** START **

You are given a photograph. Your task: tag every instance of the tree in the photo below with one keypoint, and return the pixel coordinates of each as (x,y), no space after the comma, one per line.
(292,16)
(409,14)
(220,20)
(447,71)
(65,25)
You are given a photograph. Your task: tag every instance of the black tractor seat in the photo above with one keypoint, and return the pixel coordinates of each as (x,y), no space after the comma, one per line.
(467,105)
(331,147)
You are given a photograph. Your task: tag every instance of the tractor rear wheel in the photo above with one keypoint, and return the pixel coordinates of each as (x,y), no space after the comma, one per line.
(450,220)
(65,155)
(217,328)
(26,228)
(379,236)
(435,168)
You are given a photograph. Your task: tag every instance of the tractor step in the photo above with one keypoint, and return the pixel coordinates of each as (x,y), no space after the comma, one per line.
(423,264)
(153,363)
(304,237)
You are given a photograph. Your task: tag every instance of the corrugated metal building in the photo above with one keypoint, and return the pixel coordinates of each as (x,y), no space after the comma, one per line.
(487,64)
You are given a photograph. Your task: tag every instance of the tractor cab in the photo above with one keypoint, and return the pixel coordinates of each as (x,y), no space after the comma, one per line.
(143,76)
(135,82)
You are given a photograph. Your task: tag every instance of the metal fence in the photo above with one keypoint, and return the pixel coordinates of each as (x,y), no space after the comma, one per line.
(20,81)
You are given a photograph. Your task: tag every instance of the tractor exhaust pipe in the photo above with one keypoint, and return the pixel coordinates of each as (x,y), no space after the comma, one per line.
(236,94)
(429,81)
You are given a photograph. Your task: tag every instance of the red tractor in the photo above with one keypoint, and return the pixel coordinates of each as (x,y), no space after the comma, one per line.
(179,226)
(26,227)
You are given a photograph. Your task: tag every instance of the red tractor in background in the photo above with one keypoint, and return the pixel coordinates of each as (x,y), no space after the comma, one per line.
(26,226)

** END **

_Exercise aim_
Please write out all the data above again, substituting "image coordinates" for every "pixel coordinates" and keeping everything else the same.

_Full solution_
You are given a photograph. Your task: tag every instance of the tree in the photo below with one keypoint, and return the image coordinates of each as (x,y), no space after the comma, one per line.
(292,16)
(409,14)
(220,20)
(447,71)
(65,25)
You are given a photograph. Your task: tag every instance of the black tractor seat in the photo above with one keypoint, and return the image coordinates of each as (x,y), no space after the comma, one per line.
(467,105)
(331,147)
You are given a photograph. Your task: tag every instance of the tractor rear wheel in the photo above with one keypoint, and return the image coordinates of each as (x,y), no space after the comma, one per line.
(450,220)
(65,155)
(217,328)
(26,228)
(379,236)
(435,168)
You are given a photograph. Your task: tag every instance of the tractor step in the photo above with one keypoint, and return the image coordinates of each as (x,y), no space after the comma, one per line.
(423,264)
(153,363)
(304,237)
You are given a photograph. Your task: tag every instance of the corrugated metal building in the photo above with one keypoint, and return the image coordinates of each as (x,y), no space after the comma, one per line.
(487,64)
You are given a photograph. Your task: tag every instance of the tractor cab in the photo above with one keypoint, and return the image coordinates of each as (x,y), no space after the comma, one per line.
(143,76)
(135,82)
You are given a photograph. Your task: tag every instance of the metal fence in the photo above with one keypoint, and return the image coordinates of each as (x,y), no space after the comma, one per line.
(20,81)
You are given a photograph. Your task: tag every instance of the tractor exhaust pipe in the photo above with one keypoint, and return the image coordinates of each as (x,y), no space after the comma, one per line.
(236,94)
(429,81)
You are given a photograph. Your task: tag every instance of the red tractor in the photo above with one keypoint, and return the image coordinates of each as (x,y), no space after the comma, one per line.
(179,226)
(26,227)
You are given a photograph. Your task: tag every instance of the red tractor in background in the photo above with one keypoint, and return the image coordinates of each as (x,y), no space after the comma, one per line.
(26,226)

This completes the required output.